[Dataset entries]
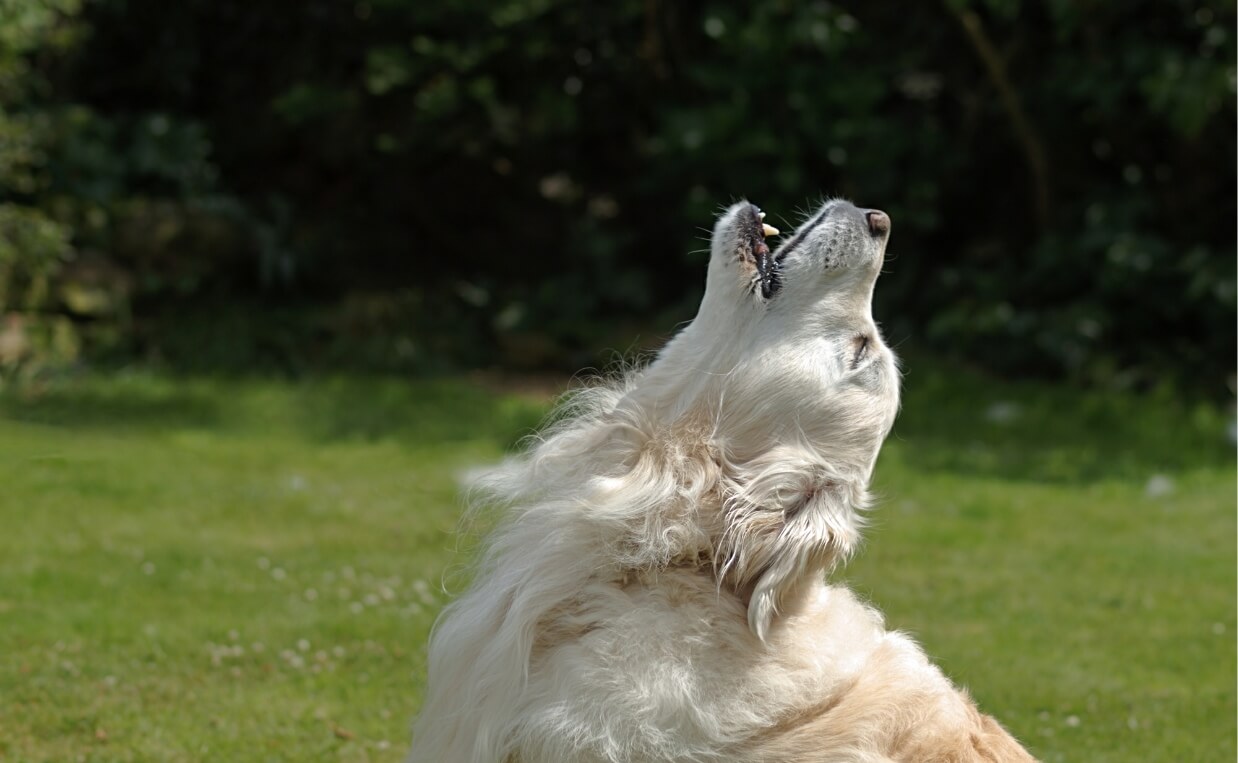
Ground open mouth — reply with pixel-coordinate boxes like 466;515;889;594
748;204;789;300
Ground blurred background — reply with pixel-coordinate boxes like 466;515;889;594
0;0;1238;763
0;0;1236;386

...

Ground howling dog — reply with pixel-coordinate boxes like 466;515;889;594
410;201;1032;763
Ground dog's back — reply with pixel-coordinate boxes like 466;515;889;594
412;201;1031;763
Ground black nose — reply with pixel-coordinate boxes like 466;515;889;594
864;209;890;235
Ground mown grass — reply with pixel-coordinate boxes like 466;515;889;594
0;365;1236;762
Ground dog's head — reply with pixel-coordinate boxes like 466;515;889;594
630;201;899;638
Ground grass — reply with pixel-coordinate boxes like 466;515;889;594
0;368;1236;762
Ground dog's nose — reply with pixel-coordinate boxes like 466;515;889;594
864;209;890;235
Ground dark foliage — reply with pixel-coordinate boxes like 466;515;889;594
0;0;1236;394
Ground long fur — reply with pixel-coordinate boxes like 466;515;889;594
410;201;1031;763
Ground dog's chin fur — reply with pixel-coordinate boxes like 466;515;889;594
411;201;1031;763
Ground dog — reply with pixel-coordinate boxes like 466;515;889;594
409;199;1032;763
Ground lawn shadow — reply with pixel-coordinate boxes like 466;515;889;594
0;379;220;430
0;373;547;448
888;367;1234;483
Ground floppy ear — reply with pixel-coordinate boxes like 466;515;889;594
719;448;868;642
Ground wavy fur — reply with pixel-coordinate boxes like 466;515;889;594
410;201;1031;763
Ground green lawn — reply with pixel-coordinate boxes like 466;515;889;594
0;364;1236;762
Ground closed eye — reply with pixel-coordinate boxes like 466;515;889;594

Aim –
Can you output the entries from the line with "Ground dog's chin" up to and including the line with "0;364;1236;762" as a two-column CSV with the columns text and answer? Use one row per entry, put each field in quotes, and replace any line breaks with spaces.

Result below –
text,answer
"Ground dog's chin fur — reply with pixel-coordinate boxes like 466;515;889;594","411;201;1031;763"
"Ground dog — reply with pixel-coordinate boxes like 466;515;889;594","409;199;1032;763"
"Ground lawn shadow — reply with pixel-coordinate boxes like 466;515;889;594","0;379;220;430 0;373;547;448 888;367;1234;483"
"Ground floppy ear — reply with pixel-coordinate boxes like 466;515;889;594","719;448;868;642"
"Ground wavy fur — reply with pixel-coordinate boxes like 466;515;889;594","410;201;1031;763"
"Ground green lawn — reply with pixel-coordinate boxes like 466;515;889;594","0;364;1236;762"